Exercise goal
From the listing, output as a Markdown table the lines from the one containing "Can you spot the child's hand" to the one containing "[[230, 267], [504, 367]]", both included, skipping blank lines. Use two columns: Number for the row number and Content for the line.

Dataset rows
---
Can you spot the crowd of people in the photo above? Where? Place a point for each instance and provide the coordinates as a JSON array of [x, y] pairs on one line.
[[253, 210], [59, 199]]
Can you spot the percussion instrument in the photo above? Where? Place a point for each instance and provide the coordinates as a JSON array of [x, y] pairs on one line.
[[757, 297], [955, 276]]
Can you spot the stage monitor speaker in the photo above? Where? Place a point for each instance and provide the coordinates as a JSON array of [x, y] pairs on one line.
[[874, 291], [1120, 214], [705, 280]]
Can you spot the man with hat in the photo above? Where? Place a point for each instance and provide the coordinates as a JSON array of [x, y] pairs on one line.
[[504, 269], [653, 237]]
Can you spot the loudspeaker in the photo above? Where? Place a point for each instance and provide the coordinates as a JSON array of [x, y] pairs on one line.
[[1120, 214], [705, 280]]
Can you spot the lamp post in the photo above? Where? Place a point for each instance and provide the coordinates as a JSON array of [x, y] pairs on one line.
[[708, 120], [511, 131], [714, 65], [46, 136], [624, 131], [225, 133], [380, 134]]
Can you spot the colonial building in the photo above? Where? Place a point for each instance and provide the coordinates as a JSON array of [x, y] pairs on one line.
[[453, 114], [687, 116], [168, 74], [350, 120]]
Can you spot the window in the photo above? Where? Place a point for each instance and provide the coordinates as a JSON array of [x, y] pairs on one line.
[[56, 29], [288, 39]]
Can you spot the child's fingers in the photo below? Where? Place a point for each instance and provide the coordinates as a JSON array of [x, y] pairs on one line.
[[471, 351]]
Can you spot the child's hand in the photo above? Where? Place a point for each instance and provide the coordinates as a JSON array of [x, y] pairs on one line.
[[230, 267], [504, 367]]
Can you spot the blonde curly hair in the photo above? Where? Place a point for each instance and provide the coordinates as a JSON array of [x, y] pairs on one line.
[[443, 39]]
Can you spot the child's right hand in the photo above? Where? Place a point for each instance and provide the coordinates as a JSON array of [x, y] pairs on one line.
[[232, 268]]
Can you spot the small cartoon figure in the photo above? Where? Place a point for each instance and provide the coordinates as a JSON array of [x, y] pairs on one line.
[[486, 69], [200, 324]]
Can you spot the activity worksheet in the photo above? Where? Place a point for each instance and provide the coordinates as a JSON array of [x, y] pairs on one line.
---
Written response
| Number | Content |
|---|---|
| 1 | Can you spot the child's hand in the photo above? Where? Place a point for each instance and provide the coordinates as a JSON array of [x, y] pairs on one line. |
| 2 | [[230, 267], [504, 367]] |